SET OF TASKS
A – Using the Kentish Town passage, decide whether each statement agrees with it. For each, answer yes or no and quote the words that decide it. (i) The JML studios were sold for £8.8m. (ii) Darren Reiss moved to the area only recently. (iii) The renovated complex is to be called Highgate Studios.
B – In the Kentish Town passage, what company bought the JML TV studios?

DOCUMENT PASSAGE
%%

Soon though, this incongruous status quo will finally start to change. Late last year we broke a story when the TV studios of JML (birthplace of those “take yours to checkout now” in-store videos for “miracle” household gadgets) was sold, for £8.8m, to a company called Augustus Land, run by a north Londoner with a vision for the future of this slice of NW5.

Darren Reiss has lived nearby all his life, while his family’s eponymous fashion retail chain, Reiss, has grown to become a feature of high streets across the UK and beyond. As plans for his renovation of the studios from the current corrugated carbuncle to a swish office complex to be known as The Shed emerged, we thought we should track him down to hear more.

“There are not many areas in London where I see real growth potential,” he tells us over a coffee, “but Kentish Town is definitely one of them. And it happens to be an area that I absolutely love too.”

Darren Reiss
Darren Reiss

He’s particularly struck by the neighbourhood’s obvious assets – and also by what it currently lacks. “You’ve got great period properties, pretty terraces, loads of transport links, but a real shortage of office space as highlighted by the success of Highgate Studios. And then there’s this largely unused, barren wasteland sitting right opposite the tube. It’s crazy. It’s a simply cracking location, and if you had to stick a pin on a map, it’s exactly where you’d want your office to be.”

%%

DATA SECTION
%%

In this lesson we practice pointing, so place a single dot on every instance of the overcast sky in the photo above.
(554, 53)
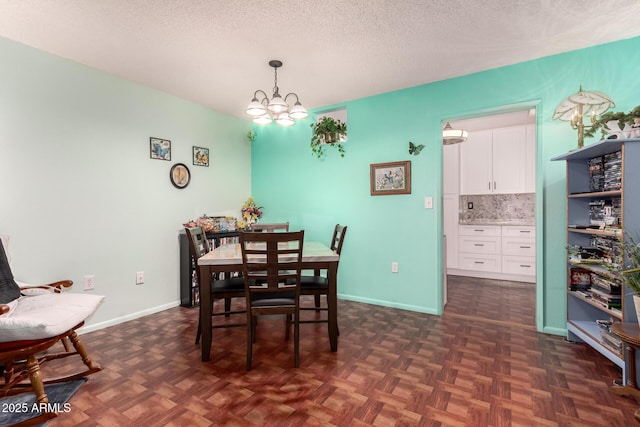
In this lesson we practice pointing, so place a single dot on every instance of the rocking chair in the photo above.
(32, 320)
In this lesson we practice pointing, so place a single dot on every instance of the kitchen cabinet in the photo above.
(480, 248)
(495, 162)
(451, 169)
(519, 250)
(450, 208)
(503, 252)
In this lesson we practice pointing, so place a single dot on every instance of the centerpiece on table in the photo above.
(251, 213)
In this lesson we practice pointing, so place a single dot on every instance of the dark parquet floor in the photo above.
(480, 364)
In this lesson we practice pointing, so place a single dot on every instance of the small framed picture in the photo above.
(200, 156)
(180, 175)
(160, 148)
(390, 178)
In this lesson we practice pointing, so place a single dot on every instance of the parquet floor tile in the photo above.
(480, 364)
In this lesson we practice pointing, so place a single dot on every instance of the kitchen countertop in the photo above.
(499, 222)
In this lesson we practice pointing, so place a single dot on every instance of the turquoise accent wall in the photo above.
(315, 194)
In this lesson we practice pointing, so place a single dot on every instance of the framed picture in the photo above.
(390, 178)
(200, 156)
(160, 148)
(180, 175)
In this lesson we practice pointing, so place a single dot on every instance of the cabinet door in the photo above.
(509, 160)
(451, 169)
(531, 159)
(476, 163)
(450, 205)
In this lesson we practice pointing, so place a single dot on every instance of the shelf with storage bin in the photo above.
(616, 187)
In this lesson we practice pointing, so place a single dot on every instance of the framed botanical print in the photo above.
(160, 148)
(200, 156)
(390, 178)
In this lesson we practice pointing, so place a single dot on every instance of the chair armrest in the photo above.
(56, 287)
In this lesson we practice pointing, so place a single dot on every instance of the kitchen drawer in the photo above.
(518, 231)
(479, 230)
(519, 265)
(518, 246)
(490, 263)
(479, 245)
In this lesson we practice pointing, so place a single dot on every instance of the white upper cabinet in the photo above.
(495, 162)
(476, 163)
(451, 169)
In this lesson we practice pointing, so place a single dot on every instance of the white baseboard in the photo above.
(491, 275)
(97, 326)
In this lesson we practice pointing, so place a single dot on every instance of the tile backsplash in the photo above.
(498, 208)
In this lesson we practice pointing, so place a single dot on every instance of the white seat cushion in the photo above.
(46, 315)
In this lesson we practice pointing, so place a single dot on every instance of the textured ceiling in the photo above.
(215, 52)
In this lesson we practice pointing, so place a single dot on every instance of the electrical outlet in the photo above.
(89, 283)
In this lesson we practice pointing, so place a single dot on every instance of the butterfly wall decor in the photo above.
(415, 149)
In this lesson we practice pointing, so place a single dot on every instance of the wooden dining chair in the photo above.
(227, 288)
(270, 228)
(271, 267)
(318, 285)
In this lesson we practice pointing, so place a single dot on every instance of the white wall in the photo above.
(79, 193)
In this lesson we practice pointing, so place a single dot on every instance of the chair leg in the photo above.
(296, 341)
(33, 367)
(250, 339)
(199, 333)
(227, 306)
(287, 325)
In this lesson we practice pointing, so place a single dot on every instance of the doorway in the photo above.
(499, 207)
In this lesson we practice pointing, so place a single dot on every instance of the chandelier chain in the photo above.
(275, 77)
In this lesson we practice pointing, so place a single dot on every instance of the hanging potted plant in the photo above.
(615, 123)
(328, 132)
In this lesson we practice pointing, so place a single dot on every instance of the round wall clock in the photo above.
(180, 175)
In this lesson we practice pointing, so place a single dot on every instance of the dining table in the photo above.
(228, 259)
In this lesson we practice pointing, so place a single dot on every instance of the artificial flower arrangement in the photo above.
(251, 212)
(214, 224)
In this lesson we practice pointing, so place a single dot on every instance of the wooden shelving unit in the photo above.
(582, 310)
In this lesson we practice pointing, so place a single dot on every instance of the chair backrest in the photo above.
(270, 228)
(271, 262)
(338, 238)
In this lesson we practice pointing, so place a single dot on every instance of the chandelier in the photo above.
(264, 111)
(453, 136)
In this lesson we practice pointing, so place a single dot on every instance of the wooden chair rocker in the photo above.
(32, 320)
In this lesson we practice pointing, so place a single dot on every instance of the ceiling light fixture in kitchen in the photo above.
(453, 136)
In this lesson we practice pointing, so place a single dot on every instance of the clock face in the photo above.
(180, 175)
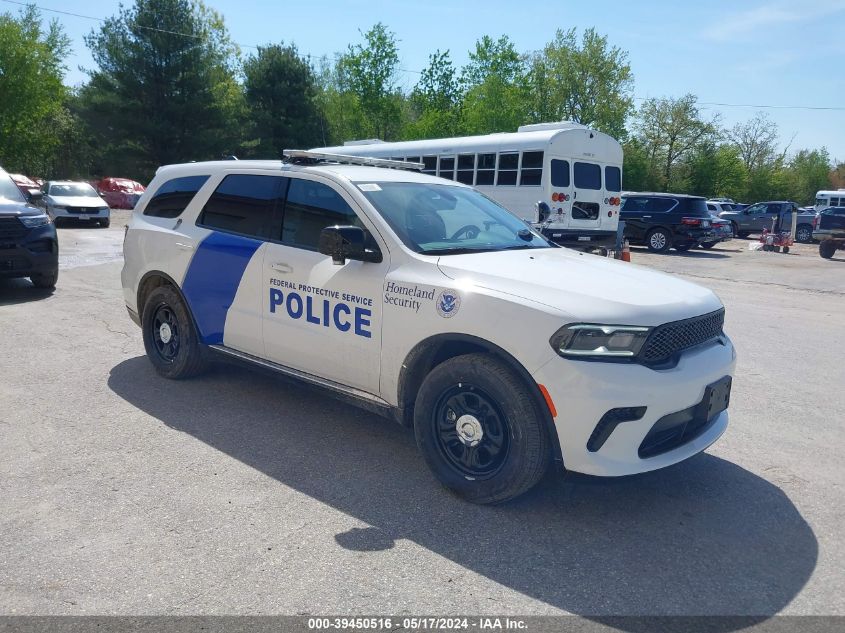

%%

ANSWERS FOR EACH ITEM
A –
(i) Yes: "was sold, for £8.8m, to a company called Augustus Land"
(ii) No: "Darren Reiss has lived nearby all his life"
(iii) No: "a swish office complex to be known as The Shed"

B – Augustus Land